__УСЛОВИЕ ЗАДАНИЯ__.
Верните из записей ниже все строки, в которых встречается слово «line».

__ИСХОДНЫЕ ЗАПИСИ__.

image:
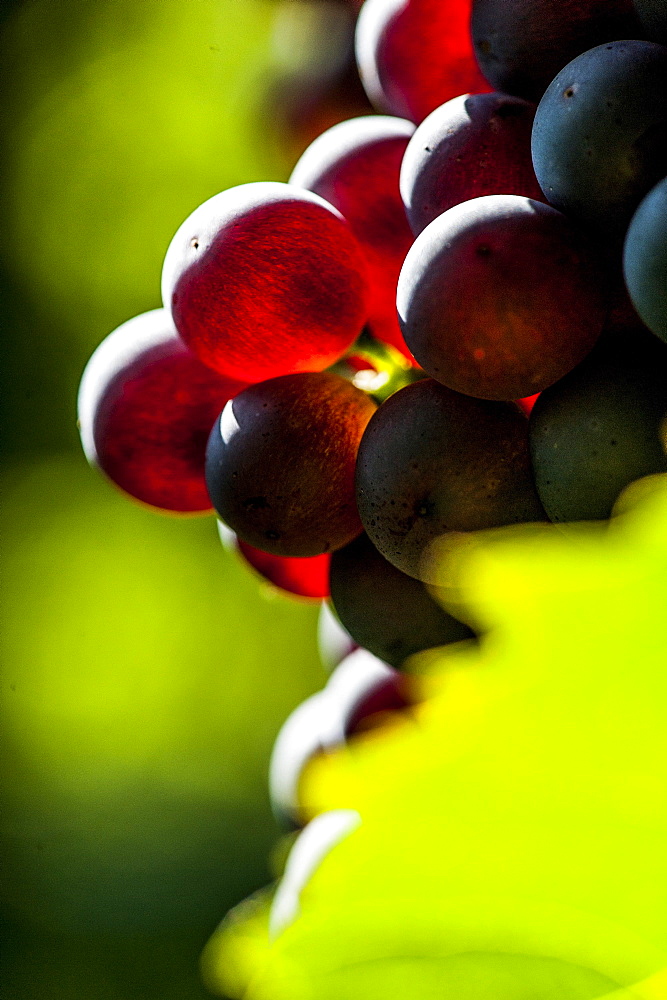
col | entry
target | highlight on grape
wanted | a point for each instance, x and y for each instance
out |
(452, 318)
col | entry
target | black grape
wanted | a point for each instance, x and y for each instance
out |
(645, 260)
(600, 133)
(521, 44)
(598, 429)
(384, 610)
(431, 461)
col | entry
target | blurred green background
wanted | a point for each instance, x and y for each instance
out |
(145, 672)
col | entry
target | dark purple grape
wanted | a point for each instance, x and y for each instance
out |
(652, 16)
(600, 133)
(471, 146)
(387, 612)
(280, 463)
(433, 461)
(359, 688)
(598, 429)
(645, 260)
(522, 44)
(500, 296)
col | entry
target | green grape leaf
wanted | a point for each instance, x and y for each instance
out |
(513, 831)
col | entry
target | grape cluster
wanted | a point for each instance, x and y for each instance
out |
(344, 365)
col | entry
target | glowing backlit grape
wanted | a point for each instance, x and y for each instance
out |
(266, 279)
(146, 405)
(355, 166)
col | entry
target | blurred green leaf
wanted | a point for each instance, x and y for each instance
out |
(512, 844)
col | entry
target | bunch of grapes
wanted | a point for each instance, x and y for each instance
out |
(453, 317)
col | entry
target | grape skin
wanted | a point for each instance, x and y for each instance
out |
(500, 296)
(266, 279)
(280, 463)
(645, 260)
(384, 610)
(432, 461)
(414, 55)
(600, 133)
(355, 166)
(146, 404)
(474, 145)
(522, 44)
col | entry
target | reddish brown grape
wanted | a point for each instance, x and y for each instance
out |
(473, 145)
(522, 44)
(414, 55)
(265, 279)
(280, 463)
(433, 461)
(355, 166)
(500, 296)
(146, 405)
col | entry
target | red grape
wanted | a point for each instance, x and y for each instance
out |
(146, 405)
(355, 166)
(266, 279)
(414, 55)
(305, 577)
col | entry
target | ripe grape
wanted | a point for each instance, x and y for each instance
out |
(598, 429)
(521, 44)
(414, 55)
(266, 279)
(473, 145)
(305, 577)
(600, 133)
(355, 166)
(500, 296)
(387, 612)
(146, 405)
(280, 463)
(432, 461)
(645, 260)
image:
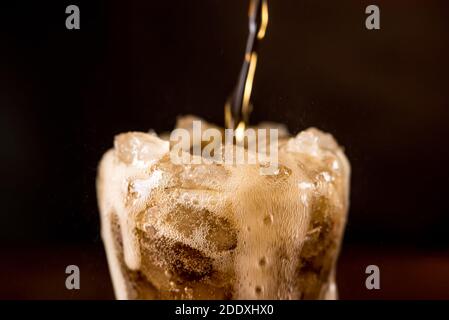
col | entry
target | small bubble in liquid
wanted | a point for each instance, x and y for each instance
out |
---
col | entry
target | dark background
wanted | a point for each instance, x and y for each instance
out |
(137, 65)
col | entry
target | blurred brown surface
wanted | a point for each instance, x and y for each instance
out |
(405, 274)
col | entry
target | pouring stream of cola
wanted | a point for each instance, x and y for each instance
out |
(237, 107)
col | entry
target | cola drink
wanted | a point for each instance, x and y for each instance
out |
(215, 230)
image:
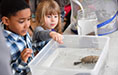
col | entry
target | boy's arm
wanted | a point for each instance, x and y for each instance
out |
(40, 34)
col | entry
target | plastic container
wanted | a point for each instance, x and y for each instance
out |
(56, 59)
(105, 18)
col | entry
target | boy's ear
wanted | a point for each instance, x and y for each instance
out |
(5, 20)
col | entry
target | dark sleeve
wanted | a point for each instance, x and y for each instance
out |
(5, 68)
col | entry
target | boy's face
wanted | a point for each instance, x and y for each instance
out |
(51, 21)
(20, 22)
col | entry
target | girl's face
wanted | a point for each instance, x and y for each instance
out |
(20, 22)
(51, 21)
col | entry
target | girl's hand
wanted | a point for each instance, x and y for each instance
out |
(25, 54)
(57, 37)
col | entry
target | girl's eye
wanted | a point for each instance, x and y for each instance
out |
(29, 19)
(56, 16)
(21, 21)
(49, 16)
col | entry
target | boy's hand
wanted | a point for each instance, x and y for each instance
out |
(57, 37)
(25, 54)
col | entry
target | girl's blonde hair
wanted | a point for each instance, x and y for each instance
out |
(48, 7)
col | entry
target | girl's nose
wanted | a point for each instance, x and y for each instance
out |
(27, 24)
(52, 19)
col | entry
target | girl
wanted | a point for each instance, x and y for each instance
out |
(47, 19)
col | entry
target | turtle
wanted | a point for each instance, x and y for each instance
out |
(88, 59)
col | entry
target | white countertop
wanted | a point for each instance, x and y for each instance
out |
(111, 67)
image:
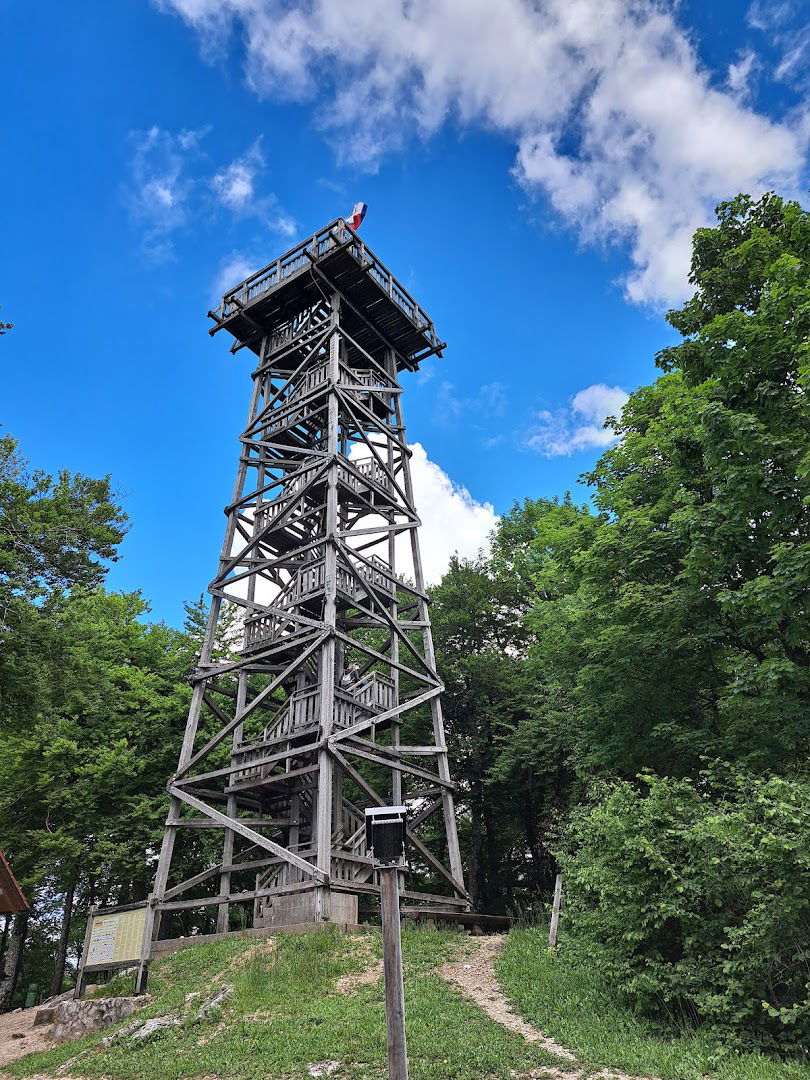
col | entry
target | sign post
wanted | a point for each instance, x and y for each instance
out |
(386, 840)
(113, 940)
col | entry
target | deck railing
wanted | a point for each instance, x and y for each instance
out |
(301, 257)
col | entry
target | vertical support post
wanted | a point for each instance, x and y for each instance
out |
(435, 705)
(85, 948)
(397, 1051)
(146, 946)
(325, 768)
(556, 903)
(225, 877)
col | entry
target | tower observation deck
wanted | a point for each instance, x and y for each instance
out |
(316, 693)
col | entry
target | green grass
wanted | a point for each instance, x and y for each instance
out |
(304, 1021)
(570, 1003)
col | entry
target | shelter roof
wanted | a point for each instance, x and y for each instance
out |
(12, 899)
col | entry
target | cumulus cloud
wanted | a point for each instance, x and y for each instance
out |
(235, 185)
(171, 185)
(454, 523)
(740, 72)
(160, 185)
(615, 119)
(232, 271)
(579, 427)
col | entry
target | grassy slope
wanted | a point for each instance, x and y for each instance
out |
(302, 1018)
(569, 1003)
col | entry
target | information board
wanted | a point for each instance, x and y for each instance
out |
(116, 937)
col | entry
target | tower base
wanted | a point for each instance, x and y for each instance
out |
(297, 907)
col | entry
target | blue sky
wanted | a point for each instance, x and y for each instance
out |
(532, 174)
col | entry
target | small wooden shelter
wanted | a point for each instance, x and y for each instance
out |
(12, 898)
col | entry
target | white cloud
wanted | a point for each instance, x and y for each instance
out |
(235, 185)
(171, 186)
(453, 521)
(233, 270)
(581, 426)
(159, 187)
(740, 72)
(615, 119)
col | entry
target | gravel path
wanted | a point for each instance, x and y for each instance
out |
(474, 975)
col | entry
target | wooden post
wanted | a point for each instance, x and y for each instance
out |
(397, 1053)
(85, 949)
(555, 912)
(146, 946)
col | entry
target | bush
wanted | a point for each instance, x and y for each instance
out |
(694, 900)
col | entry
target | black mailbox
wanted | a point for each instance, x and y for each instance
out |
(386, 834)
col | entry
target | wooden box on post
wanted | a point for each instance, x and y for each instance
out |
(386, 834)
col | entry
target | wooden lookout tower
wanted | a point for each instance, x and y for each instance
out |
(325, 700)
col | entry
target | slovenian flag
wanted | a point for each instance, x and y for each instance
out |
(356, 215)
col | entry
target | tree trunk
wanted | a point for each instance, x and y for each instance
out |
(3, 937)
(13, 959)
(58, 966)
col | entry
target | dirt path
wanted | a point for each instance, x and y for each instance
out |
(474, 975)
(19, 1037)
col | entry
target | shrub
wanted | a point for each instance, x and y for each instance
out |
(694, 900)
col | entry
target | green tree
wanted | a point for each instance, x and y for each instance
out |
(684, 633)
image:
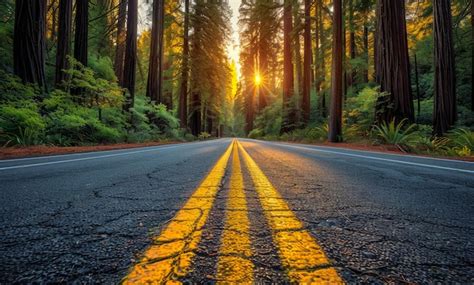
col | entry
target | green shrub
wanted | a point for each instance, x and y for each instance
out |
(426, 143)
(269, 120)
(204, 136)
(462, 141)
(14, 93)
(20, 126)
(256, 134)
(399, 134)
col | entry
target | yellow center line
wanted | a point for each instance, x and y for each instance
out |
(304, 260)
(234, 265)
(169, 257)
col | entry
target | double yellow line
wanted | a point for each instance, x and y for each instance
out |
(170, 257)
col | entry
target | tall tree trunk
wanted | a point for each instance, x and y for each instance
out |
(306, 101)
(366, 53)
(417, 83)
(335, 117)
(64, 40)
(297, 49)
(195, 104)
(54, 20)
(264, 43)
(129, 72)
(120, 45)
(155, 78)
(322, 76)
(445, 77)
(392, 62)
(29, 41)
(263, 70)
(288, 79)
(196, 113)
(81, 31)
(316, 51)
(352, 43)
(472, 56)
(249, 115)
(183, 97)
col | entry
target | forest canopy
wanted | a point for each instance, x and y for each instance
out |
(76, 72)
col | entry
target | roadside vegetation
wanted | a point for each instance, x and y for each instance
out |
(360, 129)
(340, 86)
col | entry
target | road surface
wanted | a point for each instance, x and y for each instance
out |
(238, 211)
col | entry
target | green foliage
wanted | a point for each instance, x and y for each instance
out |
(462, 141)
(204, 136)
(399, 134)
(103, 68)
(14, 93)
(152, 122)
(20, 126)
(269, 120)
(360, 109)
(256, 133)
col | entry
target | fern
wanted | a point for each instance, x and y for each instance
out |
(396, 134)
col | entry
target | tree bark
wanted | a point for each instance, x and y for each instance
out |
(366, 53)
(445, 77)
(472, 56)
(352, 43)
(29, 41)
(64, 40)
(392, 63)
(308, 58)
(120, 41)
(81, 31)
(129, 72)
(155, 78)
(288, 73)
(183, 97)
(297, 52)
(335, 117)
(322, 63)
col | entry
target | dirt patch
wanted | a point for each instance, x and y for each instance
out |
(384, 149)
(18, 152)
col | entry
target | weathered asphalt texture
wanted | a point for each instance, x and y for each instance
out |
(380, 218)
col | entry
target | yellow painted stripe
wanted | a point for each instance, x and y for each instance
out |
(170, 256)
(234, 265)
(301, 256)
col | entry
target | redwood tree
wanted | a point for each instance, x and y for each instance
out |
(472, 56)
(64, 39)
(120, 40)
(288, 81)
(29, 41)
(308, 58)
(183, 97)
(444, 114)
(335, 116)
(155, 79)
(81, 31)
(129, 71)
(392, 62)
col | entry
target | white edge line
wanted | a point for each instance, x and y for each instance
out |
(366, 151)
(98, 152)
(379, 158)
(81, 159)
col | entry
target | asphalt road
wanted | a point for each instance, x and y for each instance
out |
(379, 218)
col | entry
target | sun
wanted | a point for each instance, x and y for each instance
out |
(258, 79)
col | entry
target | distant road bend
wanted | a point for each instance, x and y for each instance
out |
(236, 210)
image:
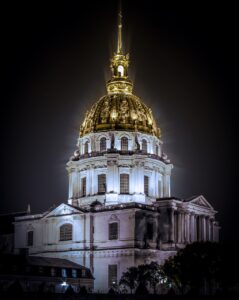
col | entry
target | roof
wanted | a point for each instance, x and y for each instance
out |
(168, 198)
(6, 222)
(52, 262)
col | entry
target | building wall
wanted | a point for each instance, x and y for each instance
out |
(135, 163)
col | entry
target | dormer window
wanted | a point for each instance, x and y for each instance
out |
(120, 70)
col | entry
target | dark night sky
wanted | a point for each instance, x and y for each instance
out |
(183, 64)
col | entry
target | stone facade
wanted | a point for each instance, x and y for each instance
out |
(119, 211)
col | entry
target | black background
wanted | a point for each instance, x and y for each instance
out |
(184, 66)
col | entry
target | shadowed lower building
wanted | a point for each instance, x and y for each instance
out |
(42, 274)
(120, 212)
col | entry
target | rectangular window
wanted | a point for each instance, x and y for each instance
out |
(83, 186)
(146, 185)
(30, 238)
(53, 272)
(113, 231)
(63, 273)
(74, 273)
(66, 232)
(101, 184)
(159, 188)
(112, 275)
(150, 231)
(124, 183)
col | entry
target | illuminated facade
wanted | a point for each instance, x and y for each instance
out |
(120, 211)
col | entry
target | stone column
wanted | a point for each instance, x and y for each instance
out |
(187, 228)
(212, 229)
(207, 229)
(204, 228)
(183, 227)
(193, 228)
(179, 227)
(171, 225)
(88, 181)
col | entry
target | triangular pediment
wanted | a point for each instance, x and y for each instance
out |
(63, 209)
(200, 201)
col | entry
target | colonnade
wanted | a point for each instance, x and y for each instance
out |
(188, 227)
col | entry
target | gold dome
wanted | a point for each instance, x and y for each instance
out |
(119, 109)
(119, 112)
==
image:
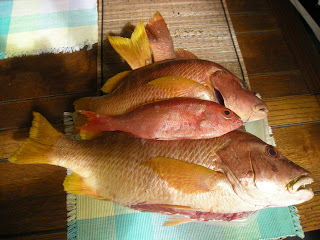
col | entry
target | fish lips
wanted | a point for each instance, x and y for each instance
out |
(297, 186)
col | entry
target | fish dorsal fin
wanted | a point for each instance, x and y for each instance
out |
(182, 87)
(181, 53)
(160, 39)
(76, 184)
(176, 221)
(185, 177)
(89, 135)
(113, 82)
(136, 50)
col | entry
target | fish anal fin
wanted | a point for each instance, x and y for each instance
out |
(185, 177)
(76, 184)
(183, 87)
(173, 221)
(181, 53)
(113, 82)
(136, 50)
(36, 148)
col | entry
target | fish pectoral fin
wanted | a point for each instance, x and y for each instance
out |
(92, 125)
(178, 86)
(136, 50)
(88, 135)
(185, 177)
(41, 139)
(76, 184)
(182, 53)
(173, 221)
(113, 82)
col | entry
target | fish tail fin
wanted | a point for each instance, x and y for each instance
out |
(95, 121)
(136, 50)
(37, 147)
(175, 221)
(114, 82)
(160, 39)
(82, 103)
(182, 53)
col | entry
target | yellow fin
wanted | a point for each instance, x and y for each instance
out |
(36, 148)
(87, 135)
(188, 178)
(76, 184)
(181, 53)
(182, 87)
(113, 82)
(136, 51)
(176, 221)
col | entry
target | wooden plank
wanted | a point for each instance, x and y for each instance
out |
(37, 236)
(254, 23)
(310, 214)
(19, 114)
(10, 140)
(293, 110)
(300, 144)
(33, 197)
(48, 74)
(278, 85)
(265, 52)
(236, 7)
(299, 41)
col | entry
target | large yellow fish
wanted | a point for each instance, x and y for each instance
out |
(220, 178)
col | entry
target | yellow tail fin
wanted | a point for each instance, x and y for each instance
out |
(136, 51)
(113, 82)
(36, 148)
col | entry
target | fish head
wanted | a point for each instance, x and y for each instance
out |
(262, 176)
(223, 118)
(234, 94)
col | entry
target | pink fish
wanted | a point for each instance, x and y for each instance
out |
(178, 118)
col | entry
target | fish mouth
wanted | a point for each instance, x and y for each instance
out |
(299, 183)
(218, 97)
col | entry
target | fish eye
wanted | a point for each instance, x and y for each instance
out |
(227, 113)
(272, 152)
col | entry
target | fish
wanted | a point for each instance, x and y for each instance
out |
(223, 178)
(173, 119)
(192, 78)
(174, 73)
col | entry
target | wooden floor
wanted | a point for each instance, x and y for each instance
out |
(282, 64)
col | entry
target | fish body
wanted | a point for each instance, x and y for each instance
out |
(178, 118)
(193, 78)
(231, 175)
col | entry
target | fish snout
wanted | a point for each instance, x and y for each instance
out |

__РЕШЕНИЕ ЗАДАНИЯ__.
target | yellow center line
target | double yellow line
target | white edge line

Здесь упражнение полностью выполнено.